Researchers in Germany identified bone disease in the fossilized jaw of a Tyrannosaurus rex using a CT-based, nondestructive imaging approach, according to a study being presented at the annual meeting of the Radiological Society of North America (RSNA). The imaging method could have significant applications in paleontology, researchers say, as an alternative to fossil assessment methods that involve the destruction of samples.
A familiar subject of today’s popular culture, the T. rex was a massive, carnivorous dinosaur that roamed what is now the western United States millions of years ago. In 2010, a commercial paleontologist working in Carter County, Montana, discovered one of the most complete T. rex skeletons ever found. The fossilized skeleton dates back approximately 68 million years to the Late Cretaceous period. It was sold to an investment banker, who dubbed it “Tristan Otto” before loaning it out to the Museum für Naturkunde Berlin in Germany. It is one of only two original T. rex skeletons in Europe.
Charlie Hamm, MD, a radiologist at Charité University Hospital in Berlin, and his colleagues recently had an opportunity to investigate a portion of the Tristan Otto’s lower left jaw. While previous fossil studies have mostly relied on invasive sampling and analysis, Hamm and colleagues used a noninvasive approach with a clinical CT scanner and a technique called dual-energy CT (DECT). DECT deploys x-rays at two different energy levels to provide information about tissue composition and disease processes not possible with single-energy CT.
“We hypothesized that DECT could potentially allow for quantitative noninvasive element-based material decomposition and thereby help paleontologists in characterizing unique fossils,” Hamm says.
The CT technique enabled the researchers to overcome the difficulties of scanning a large portion of Tristan Otto’s lower jaw called the left dentary. The piece’s high density was particularly challenging, as CT imaging quality is known to suffer from artifacts, or misrepresentations of tissue structures, when looking at very dense objects.
“We needed to adjust the CT scanner’s tube current and voltage in order to minimize artifacts and improve image quality,” Hamm says.
On visual inspection and CT imaging, the left dentary showed thickening and a mass on its surface that extended to the root of one of the teeth. DECT detected a significant accumulation of the element fluorine in the mass, a finding associated with areas of decreased bone density. The mass and fluorine accumulation supported the diagnosis of tumefactive osteomyelitis, an infection of the bone.

# INFORMATION SHOWN
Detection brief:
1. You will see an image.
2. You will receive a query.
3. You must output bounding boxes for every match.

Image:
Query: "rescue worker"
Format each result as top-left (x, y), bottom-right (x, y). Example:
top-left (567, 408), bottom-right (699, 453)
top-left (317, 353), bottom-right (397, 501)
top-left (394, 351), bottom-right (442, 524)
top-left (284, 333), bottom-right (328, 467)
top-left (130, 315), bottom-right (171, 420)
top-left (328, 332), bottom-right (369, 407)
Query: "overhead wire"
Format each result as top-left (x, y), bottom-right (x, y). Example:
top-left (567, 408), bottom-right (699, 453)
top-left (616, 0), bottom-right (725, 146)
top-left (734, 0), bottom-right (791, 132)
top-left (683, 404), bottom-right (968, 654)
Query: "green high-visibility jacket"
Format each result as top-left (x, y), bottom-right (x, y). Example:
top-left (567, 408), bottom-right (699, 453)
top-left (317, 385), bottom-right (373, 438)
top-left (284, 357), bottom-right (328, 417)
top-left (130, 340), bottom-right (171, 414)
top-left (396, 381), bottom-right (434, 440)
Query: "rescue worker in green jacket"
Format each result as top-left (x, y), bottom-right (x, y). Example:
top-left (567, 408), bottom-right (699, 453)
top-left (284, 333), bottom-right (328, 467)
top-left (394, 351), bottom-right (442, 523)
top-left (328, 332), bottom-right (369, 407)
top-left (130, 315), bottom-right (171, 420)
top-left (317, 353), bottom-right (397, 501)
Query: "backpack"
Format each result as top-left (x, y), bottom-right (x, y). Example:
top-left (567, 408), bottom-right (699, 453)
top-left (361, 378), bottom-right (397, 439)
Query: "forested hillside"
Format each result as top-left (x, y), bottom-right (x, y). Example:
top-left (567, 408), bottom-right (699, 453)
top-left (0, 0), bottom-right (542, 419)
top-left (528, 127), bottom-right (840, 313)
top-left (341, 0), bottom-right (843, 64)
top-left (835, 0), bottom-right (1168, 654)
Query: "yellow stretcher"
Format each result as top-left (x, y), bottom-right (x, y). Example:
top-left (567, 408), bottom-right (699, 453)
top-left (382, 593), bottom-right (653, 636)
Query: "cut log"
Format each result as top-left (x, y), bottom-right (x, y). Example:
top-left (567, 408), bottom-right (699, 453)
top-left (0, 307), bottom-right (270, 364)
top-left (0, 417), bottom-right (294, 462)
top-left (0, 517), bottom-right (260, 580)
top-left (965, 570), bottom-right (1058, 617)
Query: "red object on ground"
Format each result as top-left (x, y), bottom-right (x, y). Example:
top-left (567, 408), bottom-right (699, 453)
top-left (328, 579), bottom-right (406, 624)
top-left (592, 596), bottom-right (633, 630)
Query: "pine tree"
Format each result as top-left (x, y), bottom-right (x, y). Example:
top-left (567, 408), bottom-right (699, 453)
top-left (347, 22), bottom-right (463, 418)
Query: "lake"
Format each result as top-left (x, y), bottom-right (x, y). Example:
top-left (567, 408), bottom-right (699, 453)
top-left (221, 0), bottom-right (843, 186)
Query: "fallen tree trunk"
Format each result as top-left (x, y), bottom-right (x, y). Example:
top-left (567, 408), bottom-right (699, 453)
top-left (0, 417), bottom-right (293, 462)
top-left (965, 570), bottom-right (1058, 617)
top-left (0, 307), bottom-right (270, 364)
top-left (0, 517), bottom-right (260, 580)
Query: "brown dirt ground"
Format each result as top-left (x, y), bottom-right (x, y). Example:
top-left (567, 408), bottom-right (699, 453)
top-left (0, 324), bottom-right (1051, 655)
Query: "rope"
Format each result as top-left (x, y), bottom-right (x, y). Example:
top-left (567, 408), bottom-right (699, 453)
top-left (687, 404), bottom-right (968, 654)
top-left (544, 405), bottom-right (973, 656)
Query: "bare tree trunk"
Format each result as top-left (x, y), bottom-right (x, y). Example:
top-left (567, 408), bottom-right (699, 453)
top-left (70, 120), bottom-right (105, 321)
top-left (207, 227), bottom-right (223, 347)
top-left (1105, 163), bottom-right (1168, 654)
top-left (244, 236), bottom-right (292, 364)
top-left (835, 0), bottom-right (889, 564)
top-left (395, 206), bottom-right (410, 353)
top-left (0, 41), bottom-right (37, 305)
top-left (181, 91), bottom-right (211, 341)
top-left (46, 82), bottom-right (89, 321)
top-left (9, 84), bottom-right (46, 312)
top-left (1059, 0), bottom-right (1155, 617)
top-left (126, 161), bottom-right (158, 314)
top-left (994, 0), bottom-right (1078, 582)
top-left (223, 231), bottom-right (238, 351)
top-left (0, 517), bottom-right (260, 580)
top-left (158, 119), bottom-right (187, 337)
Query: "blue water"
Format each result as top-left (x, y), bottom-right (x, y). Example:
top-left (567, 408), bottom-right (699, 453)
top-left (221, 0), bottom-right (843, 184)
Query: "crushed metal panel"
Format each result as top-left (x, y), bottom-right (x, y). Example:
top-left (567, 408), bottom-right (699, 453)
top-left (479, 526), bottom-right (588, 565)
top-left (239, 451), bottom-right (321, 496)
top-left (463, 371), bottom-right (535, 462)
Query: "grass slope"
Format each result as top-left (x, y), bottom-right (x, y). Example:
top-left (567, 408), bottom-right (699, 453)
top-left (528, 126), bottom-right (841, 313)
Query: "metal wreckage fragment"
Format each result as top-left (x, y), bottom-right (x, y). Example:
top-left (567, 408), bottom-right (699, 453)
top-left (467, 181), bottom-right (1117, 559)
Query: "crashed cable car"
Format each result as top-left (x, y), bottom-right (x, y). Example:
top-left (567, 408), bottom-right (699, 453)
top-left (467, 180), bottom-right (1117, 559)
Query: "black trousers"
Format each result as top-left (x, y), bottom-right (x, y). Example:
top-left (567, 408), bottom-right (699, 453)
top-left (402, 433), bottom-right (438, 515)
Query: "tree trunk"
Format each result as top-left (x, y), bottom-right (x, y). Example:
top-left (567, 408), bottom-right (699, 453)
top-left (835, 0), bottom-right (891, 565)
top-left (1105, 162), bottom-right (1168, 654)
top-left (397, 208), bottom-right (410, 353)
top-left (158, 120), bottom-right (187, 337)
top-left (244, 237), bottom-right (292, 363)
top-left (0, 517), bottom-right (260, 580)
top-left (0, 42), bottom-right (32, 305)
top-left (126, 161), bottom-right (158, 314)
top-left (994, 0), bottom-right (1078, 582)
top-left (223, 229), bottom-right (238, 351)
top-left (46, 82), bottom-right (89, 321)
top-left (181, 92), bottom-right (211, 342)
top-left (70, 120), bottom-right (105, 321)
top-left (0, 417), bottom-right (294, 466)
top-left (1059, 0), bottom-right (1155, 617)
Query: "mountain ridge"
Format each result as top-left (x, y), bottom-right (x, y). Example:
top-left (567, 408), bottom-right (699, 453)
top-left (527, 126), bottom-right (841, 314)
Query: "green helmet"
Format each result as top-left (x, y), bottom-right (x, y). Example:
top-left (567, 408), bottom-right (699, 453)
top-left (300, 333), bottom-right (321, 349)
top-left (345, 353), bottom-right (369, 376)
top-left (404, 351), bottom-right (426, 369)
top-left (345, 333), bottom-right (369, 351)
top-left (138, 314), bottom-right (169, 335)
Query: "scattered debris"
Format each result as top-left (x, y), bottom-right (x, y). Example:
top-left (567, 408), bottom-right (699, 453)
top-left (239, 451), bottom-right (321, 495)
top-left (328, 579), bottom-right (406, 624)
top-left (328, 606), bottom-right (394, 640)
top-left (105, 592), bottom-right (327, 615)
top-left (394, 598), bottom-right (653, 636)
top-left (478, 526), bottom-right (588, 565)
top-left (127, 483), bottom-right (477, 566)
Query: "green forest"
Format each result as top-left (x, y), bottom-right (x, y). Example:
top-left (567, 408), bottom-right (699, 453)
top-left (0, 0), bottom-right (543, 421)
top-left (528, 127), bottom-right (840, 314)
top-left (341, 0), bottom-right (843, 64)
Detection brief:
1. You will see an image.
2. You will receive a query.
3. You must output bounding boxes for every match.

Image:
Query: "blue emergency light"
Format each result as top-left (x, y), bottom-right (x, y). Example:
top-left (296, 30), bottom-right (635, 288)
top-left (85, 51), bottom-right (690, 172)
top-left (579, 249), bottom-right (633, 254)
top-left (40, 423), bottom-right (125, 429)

# EXERCISE GOAL
In the article on the T. rex jaw study, which diagnosis did the mass and the fluorine accumulation support?

# SOLUTION FOR THIS TASK
Tumefactive osteomyelitis, an infection of the bone.